START Record extracts

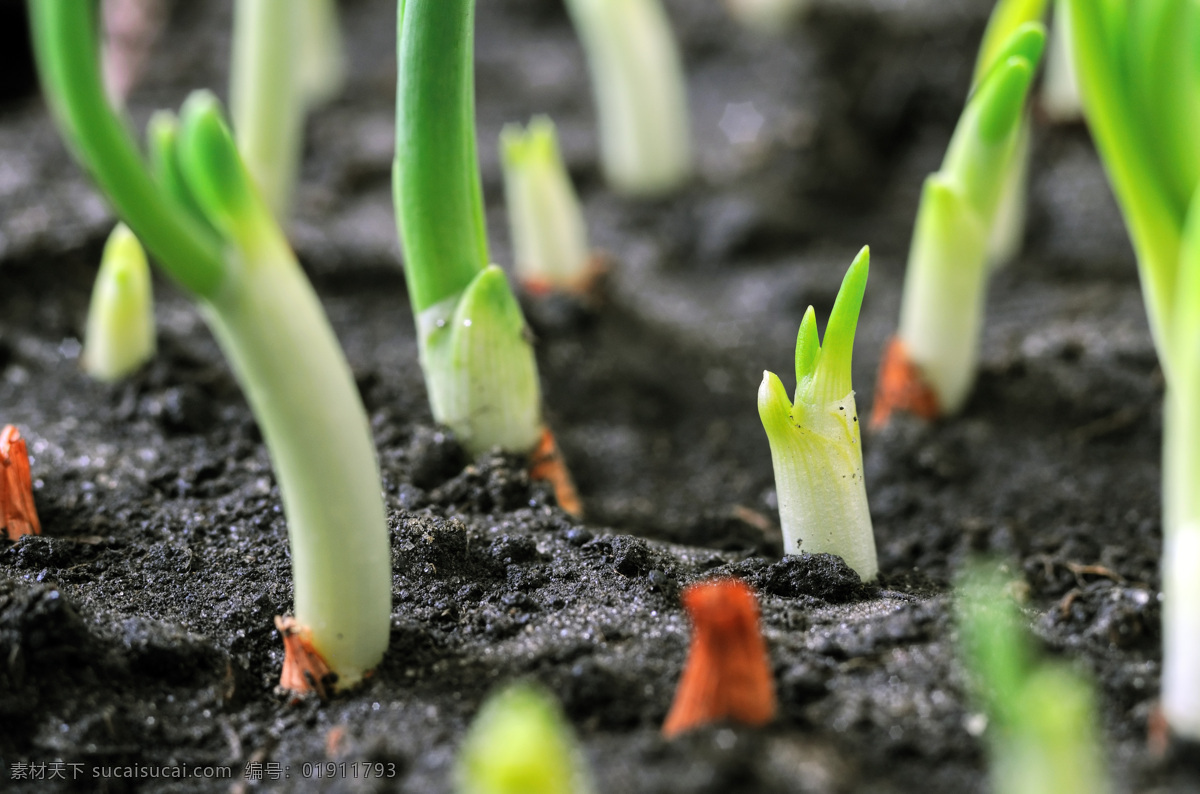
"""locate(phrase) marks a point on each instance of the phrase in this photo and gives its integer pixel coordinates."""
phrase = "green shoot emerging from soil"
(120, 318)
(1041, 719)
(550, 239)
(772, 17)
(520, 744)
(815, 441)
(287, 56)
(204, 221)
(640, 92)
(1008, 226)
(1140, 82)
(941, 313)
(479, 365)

END Record extracts

_What this task involves_
The reply should hold every entry above, given again exactly, but not a single picture.

_Answer area_
"""locate(phrase) marks a point on each instance of the phrase in this photo and gives its integer pixel coordinates."""
phrase = "green shoot emerging from soil"
(120, 318)
(1041, 719)
(550, 239)
(772, 17)
(520, 744)
(815, 441)
(287, 56)
(204, 221)
(640, 92)
(1008, 226)
(1140, 82)
(941, 313)
(479, 365)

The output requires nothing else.